━━━━━ Фрагменты материала ━━━━━

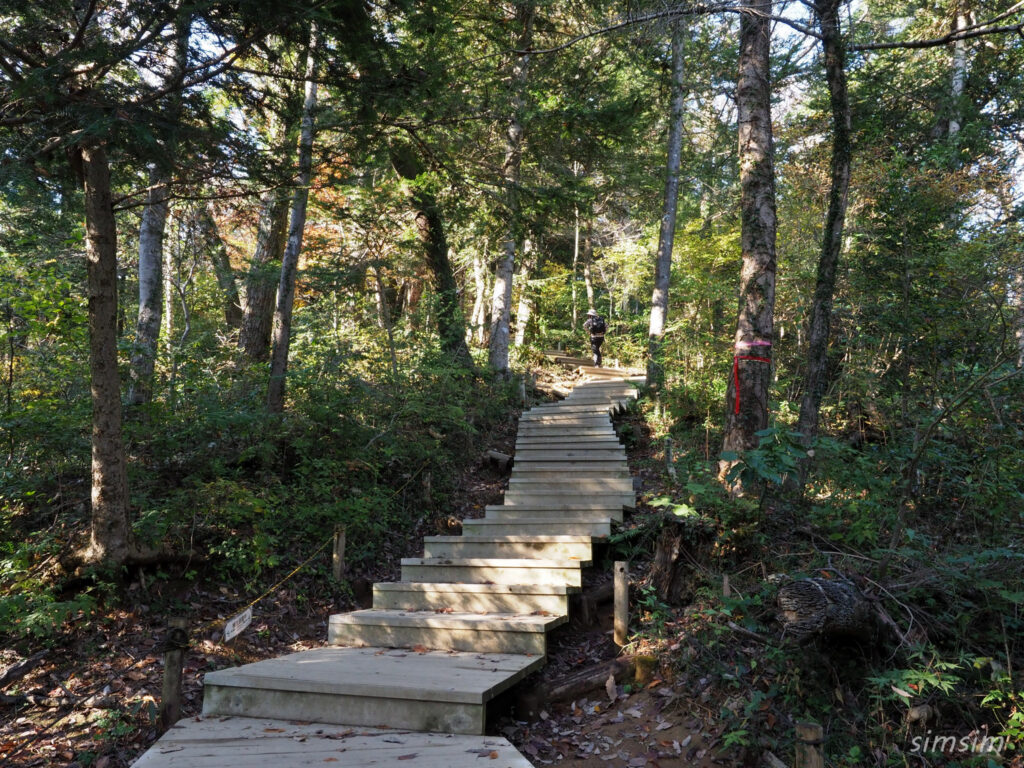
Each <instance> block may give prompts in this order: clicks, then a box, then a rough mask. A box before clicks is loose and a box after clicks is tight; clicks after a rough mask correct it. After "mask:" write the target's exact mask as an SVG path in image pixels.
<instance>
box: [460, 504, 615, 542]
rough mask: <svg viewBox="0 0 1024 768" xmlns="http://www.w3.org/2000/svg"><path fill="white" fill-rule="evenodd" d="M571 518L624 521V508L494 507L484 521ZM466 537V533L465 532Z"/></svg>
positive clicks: (523, 506)
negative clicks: (492, 520) (623, 518)
mask: <svg viewBox="0 0 1024 768" xmlns="http://www.w3.org/2000/svg"><path fill="white" fill-rule="evenodd" d="M569 517H571V518H572V519H575V520H581V521H583V520H586V521H591V522H592V521H595V520H597V521H600V520H605V519H607V520H612V521H613V522H622V521H623V508H622V507H615V508H611V507H593V508H582V509H580V508H578V509H565V508H564V507H556V506H545V505H524V506H522V507H516V506H514V505H493V506H488V507H487V508H486V514H485V515H484V518H483V519H484V520H522V519H524V518H525V519H530V518H532V519H539V520H550V521H557V520H563V519H566V518H569ZM466 522H467V521H466V520H464V521H463V531H465V529H466ZM464 535H465V532H464Z"/></svg>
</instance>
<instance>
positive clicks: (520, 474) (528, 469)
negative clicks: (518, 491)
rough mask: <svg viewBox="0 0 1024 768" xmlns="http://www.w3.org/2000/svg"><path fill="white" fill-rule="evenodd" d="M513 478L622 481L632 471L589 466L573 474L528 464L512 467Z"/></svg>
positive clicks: (568, 472) (512, 475)
mask: <svg viewBox="0 0 1024 768" xmlns="http://www.w3.org/2000/svg"><path fill="white" fill-rule="evenodd" d="M513 477H535V478H544V477H546V478H549V479H552V478H553V479H560V480H564V479H566V478H567V477H575V478H580V479H587V478H591V477H593V478H602V477H615V478H618V479H622V478H623V477H631V475H630V471H629V469H628V468H627V467H625V466H624V467H620V468H618V469H615V470H609V469H604V468H600V467H599V468H598V469H593V468H591V467H587V466H581V467H577V468H575V469H573V470H572V472H571V473H569V472H566V471H565V470H563V469H551V468H549V467H548V466H547V465H546V464H544V463H543V462H527V463H526V464H524V465H523V466H521V467H515V466H513V467H512V474H511V475H510V476H509V479H510V480H511V479H512V478H513Z"/></svg>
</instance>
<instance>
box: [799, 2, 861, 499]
mask: <svg viewBox="0 0 1024 768" xmlns="http://www.w3.org/2000/svg"><path fill="white" fill-rule="evenodd" d="M839 10H840V0H817V1H816V2H815V4H814V12H815V14H816V15H817V20H818V28H819V29H820V30H821V47H822V52H823V61H824V68H825V80H826V82H827V83H828V93H829V103H830V105H831V114H833V156H831V186H830V188H829V190H828V211H827V213H826V214H825V221H824V227H823V229H822V232H821V252H820V255H819V256H818V276H817V284H816V286H815V289H814V304H813V306H812V307H811V323H810V333H809V336H808V349H807V370H806V373H805V375H804V395H803V397H802V398H801V401H800V418H799V420H798V422H797V431H798V432H800V433H801V435H802V438H801V439H802V441H803V444H804V445H805V446H806V447H809V446H810V444H811V441H812V440H813V439H814V436H815V435H816V434H817V429H818V414H819V410H820V407H821V397H822V396H823V394H824V390H825V387H826V385H827V377H826V373H827V352H828V338H829V335H830V332H831V310H833V298H834V296H835V293H836V270H837V266H838V264H839V257H840V252H841V251H842V248H843V228H844V225H845V222H846V207H847V200H848V197H849V195H848V193H849V188H850V99H849V96H848V93H847V87H846V65H845V51H844V48H843V38H842V34H841V30H840V20H839ZM808 469H809V463H808V461H806V460H804V461H802V462H801V465H800V471H799V475H800V477H799V481H800V484H801V486H802V485H803V483H804V482H805V481H806V479H807V471H808Z"/></svg>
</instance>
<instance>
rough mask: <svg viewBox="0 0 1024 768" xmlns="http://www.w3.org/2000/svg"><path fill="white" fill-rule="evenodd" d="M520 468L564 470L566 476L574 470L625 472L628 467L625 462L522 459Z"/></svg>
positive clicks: (567, 476)
mask: <svg viewBox="0 0 1024 768" xmlns="http://www.w3.org/2000/svg"><path fill="white" fill-rule="evenodd" d="M516 468H517V469H519V470H525V471H532V470H543V471H546V472H562V473H563V474H564V475H565V476H566V477H568V476H571V474H572V473H573V472H578V471H585V472H592V473H593V472H623V471H624V470H625V469H626V467H625V465H624V463H623V462H620V461H612V462H598V461H593V462H587V461H564V462H544V461H534V460H532V459H522V460H519V461H518V463H517V464H516Z"/></svg>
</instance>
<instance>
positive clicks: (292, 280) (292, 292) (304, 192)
mask: <svg viewBox="0 0 1024 768" xmlns="http://www.w3.org/2000/svg"><path fill="white" fill-rule="evenodd" d="M315 55H316V31H315V30H312V31H311V32H310V39H309V50H308V52H307V54H306V72H305V82H306V85H305V90H306V93H305V99H304V100H303V102H302V123H301V126H302V127H301V129H300V132H299V173H298V176H297V178H296V187H295V194H294V196H293V199H292V220H291V224H290V225H289V227H288V245H287V246H286V247H285V253H284V255H283V256H282V259H281V281H280V284H279V286H278V306H276V307H275V309H274V312H273V347H272V351H271V354H270V381H269V383H268V384H267V390H266V410H267V411H268V412H269V413H271V414H280V413H282V412H283V411H284V410H285V377H286V376H287V375H288V350H289V347H290V346H291V341H292V308H293V306H294V304H295V275H296V272H298V269H299V254H300V253H301V252H302V234H303V232H304V231H305V228H306V206H307V204H308V202H309V183H310V180H311V178H312V165H313V112H314V111H315V110H316V81H315V79H314V78H315V75H316V62H315Z"/></svg>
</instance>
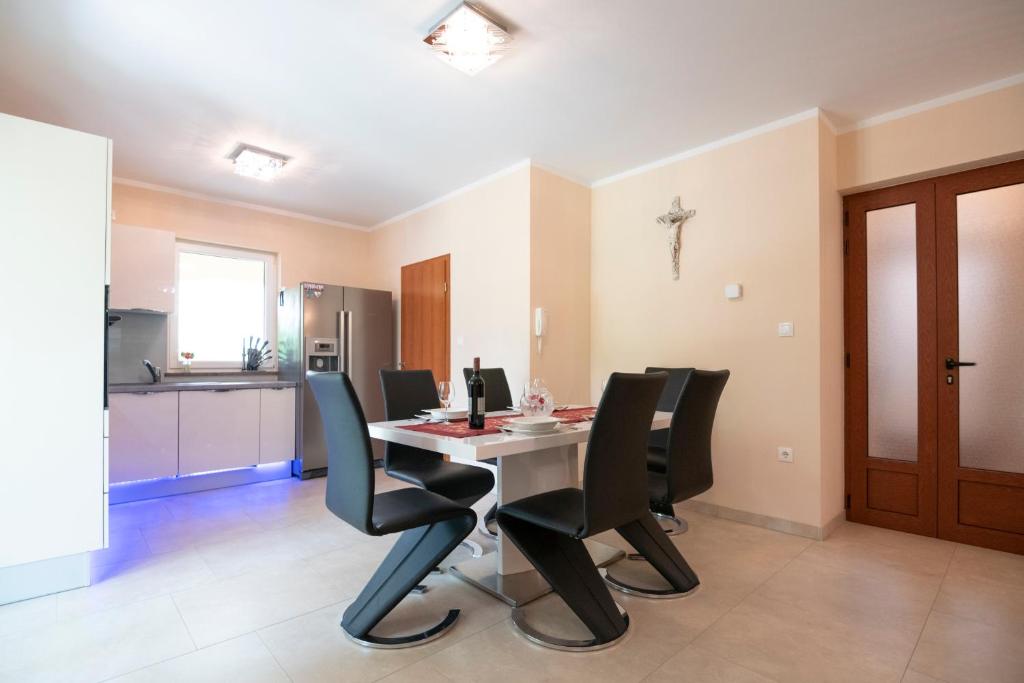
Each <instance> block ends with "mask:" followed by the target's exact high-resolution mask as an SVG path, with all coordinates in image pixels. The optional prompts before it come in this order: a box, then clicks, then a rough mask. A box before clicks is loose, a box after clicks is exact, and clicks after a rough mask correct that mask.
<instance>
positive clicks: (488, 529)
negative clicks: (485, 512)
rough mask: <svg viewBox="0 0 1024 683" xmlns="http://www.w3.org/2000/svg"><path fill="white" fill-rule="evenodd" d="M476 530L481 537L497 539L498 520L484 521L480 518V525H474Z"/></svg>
mask: <svg viewBox="0 0 1024 683" xmlns="http://www.w3.org/2000/svg"><path fill="white" fill-rule="evenodd" d="M476 528H477V529H478V530H479V531H480V533H482V535H483V536H486V537H489V538H492V539H497V538H498V520H497V519H490V520H487V519H484V518H483V517H481V518H480V523H479V524H477V525H476Z"/></svg>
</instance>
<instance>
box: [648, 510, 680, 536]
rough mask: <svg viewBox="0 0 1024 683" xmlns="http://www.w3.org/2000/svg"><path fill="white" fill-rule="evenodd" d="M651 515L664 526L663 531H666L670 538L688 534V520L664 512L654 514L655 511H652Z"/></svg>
mask: <svg viewBox="0 0 1024 683" xmlns="http://www.w3.org/2000/svg"><path fill="white" fill-rule="evenodd" d="M651 514H652V515H654V518H655V519H656V520H657V522H658V524H660V526H662V530H664V531H665V532H666V533H667V535H668V536H679V535H680V533H686V531H687V530H688V529H689V528H690V525H689V524H687V523H686V520H685V519H683V518H682V517H676V516H675V515H667V514H665V513H662V512H654V511H653V510H651Z"/></svg>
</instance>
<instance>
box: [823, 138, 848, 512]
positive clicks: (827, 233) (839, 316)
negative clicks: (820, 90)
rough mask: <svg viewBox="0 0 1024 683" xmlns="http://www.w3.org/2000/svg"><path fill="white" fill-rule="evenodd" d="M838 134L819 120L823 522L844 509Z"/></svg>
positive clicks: (842, 330)
mask: <svg viewBox="0 0 1024 683" xmlns="http://www.w3.org/2000/svg"><path fill="white" fill-rule="evenodd" d="M838 154H839V151H838V144H837V136H836V133H835V131H834V130H833V129H831V127H830V126H828V125H826V123H825V122H824V121H823V120H820V119H819V121H818V229H819V241H818V249H819V252H818V282H819V286H818V287H819V289H818V297H819V299H818V310H819V315H820V318H821V323H820V325H821V339H820V358H819V362H820V368H821V370H820V385H819V396H820V398H819V400H820V402H821V434H820V436H821V444H820V446H819V450H820V453H821V516H820V519H821V525H827V524H828V523H829V522H833V521H834V520H836V519H839V518H842V516H843V515H844V509H845V508H844V505H845V502H846V476H845V475H846V463H845V447H846V444H845V441H844V394H843V390H844V382H845V377H844V372H845V370H844V366H845V364H844V356H843V352H844V349H845V342H844V337H843V217H842V215H843V206H842V201H841V199H840V194H839V184H838V183H839V176H838V170H839V159H838Z"/></svg>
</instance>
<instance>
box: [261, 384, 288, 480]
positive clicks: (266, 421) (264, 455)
mask: <svg viewBox="0 0 1024 683" xmlns="http://www.w3.org/2000/svg"><path fill="white" fill-rule="evenodd" d="M259 394H260V397H259V462H260V464H263V463H280V462H282V461H284V460H292V459H293V458H295V389H294V388H275V389H260V390H259Z"/></svg>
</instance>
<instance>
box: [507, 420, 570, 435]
mask: <svg viewBox="0 0 1024 683" xmlns="http://www.w3.org/2000/svg"><path fill="white" fill-rule="evenodd" d="M559 427H561V423H560V422H556V423H554V424H552V425H550V426H545V428H544V429H536V428H535V429H530V428H525V429H524V428H523V427H521V426H518V425H513V424H509V423H505V424H504V425H502V426H501V430H502V431H505V432H509V433H511V434H522V435H525V436H543V435H544V434H554V433H555V432H556V431H558V429H559Z"/></svg>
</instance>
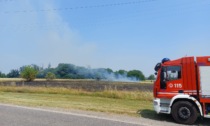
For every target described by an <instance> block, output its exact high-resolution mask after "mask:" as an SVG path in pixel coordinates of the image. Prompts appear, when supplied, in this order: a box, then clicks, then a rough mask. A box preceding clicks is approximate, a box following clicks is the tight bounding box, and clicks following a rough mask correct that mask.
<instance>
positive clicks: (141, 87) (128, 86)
mask: <svg viewBox="0 0 210 126" xmlns="http://www.w3.org/2000/svg"><path fill="white" fill-rule="evenodd" d="M0 85H1V86H32V87H64V88H68V89H81V90H85V91H104V90H119V91H152V88H153V85H152V83H148V82H147V83H146V82H145V83H144V82H141V83H140V82H117V81H97V80H88V79H72V80H71V79H57V80H53V81H46V80H44V79H37V80H35V81H32V82H25V81H23V80H21V79H8V80H1V81H0Z"/></svg>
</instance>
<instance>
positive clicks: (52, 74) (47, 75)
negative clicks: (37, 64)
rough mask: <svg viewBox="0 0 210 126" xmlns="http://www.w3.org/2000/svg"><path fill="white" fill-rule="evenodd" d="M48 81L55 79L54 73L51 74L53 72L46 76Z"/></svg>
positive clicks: (49, 73) (54, 74)
mask: <svg viewBox="0 0 210 126" xmlns="http://www.w3.org/2000/svg"><path fill="white" fill-rule="evenodd" d="M45 78H46V80H48V81H50V80H53V79H55V78H56V77H55V74H54V73H51V72H48V73H47V74H46V76H45Z"/></svg>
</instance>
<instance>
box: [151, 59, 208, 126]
mask: <svg viewBox="0 0 210 126" xmlns="http://www.w3.org/2000/svg"><path fill="white" fill-rule="evenodd" d="M155 71H156V75H157V79H156V81H155V82H154V89H153V90H154V91H153V93H154V103H153V104H154V109H155V111H156V112H157V113H165V114H172V117H173V118H174V120H175V121H176V122H178V123H181V124H193V123H194V122H195V121H196V120H197V118H198V117H199V116H201V117H205V118H210V56H203V57H183V58H180V59H177V60H172V61H171V60H169V59H168V58H164V59H163V60H162V62H161V63H158V64H157V65H156V66H155Z"/></svg>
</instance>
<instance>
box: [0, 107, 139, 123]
mask: <svg viewBox="0 0 210 126" xmlns="http://www.w3.org/2000/svg"><path fill="white" fill-rule="evenodd" d="M0 126H141V124H138V123H135V122H132V121H130V122H129V121H126V120H121V121H120V120H117V119H113V118H108V117H101V116H92V115H88V114H78V113H71V112H62V111H54V110H45V109H37V108H29V107H20V106H13V105H4V104H0Z"/></svg>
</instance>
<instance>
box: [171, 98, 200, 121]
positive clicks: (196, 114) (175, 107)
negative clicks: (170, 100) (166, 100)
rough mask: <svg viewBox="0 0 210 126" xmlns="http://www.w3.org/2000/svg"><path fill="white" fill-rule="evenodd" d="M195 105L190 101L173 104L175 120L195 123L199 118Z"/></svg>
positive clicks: (174, 116)
mask: <svg viewBox="0 0 210 126" xmlns="http://www.w3.org/2000/svg"><path fill="white" fill-rule="evenodd" d="M197 114H198V113H197V110H196V108H195V106H194V105H193V104H192V103H190V102H188V101H179V102H176V103H174V105H173V106H172V116H173V118H174V120H175V121H176V122H178V123H182V124H188V125H189V124H193V123H194V122H195V121H196V120H197V118H198V115H197Z"/></svg>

━━━━━

Сколько строк материала содержат слово «negative» с учетом регистра? В ответе укажите только число.

6